[[ Material provided, beginning ]]

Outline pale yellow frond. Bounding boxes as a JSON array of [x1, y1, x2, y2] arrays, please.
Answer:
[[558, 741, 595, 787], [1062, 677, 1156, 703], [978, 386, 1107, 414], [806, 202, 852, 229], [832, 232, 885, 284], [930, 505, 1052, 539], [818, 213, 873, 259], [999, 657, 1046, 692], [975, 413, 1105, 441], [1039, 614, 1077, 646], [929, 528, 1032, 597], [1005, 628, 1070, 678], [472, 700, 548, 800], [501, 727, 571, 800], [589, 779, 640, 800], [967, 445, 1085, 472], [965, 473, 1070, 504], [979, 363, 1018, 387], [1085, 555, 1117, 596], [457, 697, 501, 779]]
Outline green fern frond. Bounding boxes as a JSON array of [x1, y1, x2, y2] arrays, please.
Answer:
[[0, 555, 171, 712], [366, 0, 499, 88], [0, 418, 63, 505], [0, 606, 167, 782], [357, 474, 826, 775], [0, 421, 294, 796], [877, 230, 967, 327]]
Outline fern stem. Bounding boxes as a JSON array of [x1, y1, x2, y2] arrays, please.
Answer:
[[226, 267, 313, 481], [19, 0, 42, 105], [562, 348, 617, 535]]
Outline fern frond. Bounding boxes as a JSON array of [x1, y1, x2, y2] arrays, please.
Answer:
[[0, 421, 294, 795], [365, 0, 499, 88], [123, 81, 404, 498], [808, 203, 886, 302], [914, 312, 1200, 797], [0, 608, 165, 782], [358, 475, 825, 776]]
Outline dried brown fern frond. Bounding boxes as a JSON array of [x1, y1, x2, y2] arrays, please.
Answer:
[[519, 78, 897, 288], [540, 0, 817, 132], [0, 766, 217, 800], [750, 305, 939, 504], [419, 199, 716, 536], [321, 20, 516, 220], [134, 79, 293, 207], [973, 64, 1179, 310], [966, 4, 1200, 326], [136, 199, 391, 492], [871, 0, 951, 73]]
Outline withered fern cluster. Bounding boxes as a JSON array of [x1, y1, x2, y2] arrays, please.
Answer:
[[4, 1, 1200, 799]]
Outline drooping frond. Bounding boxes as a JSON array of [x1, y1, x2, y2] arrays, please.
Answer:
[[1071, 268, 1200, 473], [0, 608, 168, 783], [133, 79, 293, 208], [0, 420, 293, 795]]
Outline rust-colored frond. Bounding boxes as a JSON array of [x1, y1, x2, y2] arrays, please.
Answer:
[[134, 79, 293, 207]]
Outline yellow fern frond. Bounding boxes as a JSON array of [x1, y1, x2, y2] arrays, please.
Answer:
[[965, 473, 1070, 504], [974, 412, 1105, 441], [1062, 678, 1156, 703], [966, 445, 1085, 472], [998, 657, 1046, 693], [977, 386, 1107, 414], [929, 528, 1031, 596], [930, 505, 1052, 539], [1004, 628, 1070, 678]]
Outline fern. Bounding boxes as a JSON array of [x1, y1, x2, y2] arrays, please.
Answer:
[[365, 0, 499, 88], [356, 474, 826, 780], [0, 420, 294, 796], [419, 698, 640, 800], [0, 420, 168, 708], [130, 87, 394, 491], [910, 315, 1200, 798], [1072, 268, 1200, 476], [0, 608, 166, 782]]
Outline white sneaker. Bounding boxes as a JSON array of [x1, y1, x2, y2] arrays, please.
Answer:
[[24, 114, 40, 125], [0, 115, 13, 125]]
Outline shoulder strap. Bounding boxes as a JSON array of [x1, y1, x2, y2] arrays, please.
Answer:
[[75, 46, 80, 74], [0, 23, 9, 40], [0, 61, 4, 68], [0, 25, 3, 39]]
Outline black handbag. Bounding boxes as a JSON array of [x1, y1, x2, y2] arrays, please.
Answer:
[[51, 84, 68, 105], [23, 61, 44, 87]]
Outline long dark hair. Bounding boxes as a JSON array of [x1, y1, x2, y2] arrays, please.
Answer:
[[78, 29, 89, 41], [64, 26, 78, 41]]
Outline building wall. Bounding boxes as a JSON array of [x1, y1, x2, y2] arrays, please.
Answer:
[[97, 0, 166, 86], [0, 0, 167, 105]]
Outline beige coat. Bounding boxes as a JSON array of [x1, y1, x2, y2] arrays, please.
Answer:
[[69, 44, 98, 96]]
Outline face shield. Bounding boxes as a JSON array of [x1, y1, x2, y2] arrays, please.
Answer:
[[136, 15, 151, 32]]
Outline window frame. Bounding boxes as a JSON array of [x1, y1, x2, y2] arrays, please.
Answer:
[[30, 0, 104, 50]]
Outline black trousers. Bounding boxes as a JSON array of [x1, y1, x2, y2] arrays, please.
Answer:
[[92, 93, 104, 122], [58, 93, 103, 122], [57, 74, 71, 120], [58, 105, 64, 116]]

[[ Material provided, end ]]

All of the data above should be duplicated exactly.

Outline pale yellow frond. Bounding boxes as a JSON array of [x1, y1, x2, y2] arrays, please.
Answer:
[[558, 741, 595, 787], [1062, 677, 1156, 703], [978, 386, 1107, 414], [806, 202, 852, 229], [832, 232, 885, 284], [930, 505, 1052, 539], [818, 213, 873, 259], [999, 657, 1046, 692], [975, 413, 1105, 441], [1039, 614, 1077, 646], [929, 528, 1032, 597], [1005, 628, 1070, 678], [472, 700, 548, 800], [501, 727, 571, 800], [589, 779, 640, 800], [967, 445, 1085, 472], [965, 473, 1070, 504], [979, 363, 1018, 387], [1085, 555, 1117, 596], [457, 697, 501, 779]]
Outline green fern frond. Bounding boxes as a JSON array of [x1, y1, x2, y2] arrays, please.
Answer:
[[0, 555, 171, 712], [366, 0, 499, 88], [0, 418, 63, 505], [0, 606, 167, 782], [357, 474, 826, 775], [0, 421, 294, 796], [877, 230, 967, 327]]
Outline fern stem. Bounding boxes as a JSON array of [x1, y1, x2, y2] arrays, please.
Answer:
[[226, 267, 313, 481], [19, 0, 42, 105], [562, 348, 617, 535]]
Outline fern frond. Bounding boxes as a JSON array of [x1, y1, x2, y2] arrays, please.
Answer:
[[0, 421, 294, 795], [365, 0, 499, 88], [123, 81, 404, 498], [808, 203, 886, 302], [914, 312, 1200, 797], [0, 608, 165, 782], [358, 475, 825, 776]]
Outline dried brown fern frond. Bounding boxes as a JSON array of [x1, y1, x2, y2] arrays, please.
Answer:
[[519, 78, 897, 288], [540, 0, 817, 132], [0, 766, 217, 800], [750, 305, 939, 504], [419, 199, 716, 536], [321, 20, 516, 220], [134, 79, 293, 207], [973, 64, 1179, 310], [966, 4, 1200, 326], [136, 199, 391, 492], [871, 0, 951, 73]]
Outline withered fern cluster. Bounding boxes as a JSON array of [x1, y1, x2, y2] arrays, please.
Answer:
[[4, 1, 1200, 799]]
Outline drooping frond. Bounding boxes as a JSON array of [x1, y1, x2, y2] arrays, please.
Answer:
[[1071, 268, 1200, 473], [0, 608, 168, 783], [133, 79, 293, 208], [0, 420, 293, 795]]
Outline rust-colored frond. Bounding boxes as a JSON array of [x1, y1, x2, y2] arrays, please.
Answer:
[[134, 79, 293, 207]]
Outline yellow fern frond. Bounding boxes as a JSON array of [x1, y1, x2, y2] arrays, please.
Answer:
[[965, 473, 1070, 504], [974, 412, 1105, 441], [1062, 678, 1156, 703], [966, 445, 1085, 472], [998, 657, 1046, 693], [977, 386, 1107, 414], [929, 528, 1031, 596], [930, 505, 1052, 539], [1004, 628, 1070, 678]]
Outline fern. Bounding boxes as a JSON array of [x1, y1, x2, y2] arrays, please.
Answer:
[[365, 0, 499, 88], [356, 474, 826, 780], [0, 420, 294, 796], [419, 698, 640, 800], [0, 420, 168, 708], [130, 87, 394, 491], [910, 315, 1200, 798], [1072, 268, 1200, 476], [0, 608, 166, 782]]
Outline white sneaker. Bounding boxes as a JSON array of [x1, y1, x2, y2] arrays, please.
Answer:
[[24, 114, 40, 125], [0, 115, 13, 125]]
Outline shoulder strap. Bounding boxes as a JSON array of [x1, y1, x2, y2] arrays, please.
Answer:
[[75, 46, 80, 74], [0, 23, 9, 40], [0, 61, 4, 68], [0, 25, 3, 39]]
Outline black handbag. Bounding boxes as a JSON array of [x1, y1, x2, y2] arrays, please.
Answer:
[[51, 84, 68, 105], [23, 61, 44, 87]]
Outline long dark hair. Bounding boxes as a JSON array of [x1, y1, x2, y2] arrays, please.
Answer:
[[78, 29, 89, 41], [64, 26, 78, 41]]
Outline building wall. Bounding boxes as a JSON array of [x1, y1, x2, y2] arrays, please.
Answer:
[[97, 0, 166, 86], [0, 0, 167, 105]]
Outline beige coat. Bounding boxes as a JSON array of [x1, y1, x2, y2] arrays, please.
Answer:
[[69, 44, 98, 96]]
Outline face shield. Bounding boxes as a JSON array of [x1, y1, x2, y2] arrays, please.
Answer:
[[136, 15, 151, 32]]
Outline window frame. Bounding boxes as a JSON array of [x1, y1, x2, y2] arrays, please.
Answer:
[[30, 0, 104, 50]]
Outline black trousers. Bounding boxes as a JSON array of [x1, y1, x2, y2] arrays, please.
Answer:
[[92, 93, 104, 122], [58, 93, 103, 122], [57, 74, 71, 120], [58, 105, 64, 116]]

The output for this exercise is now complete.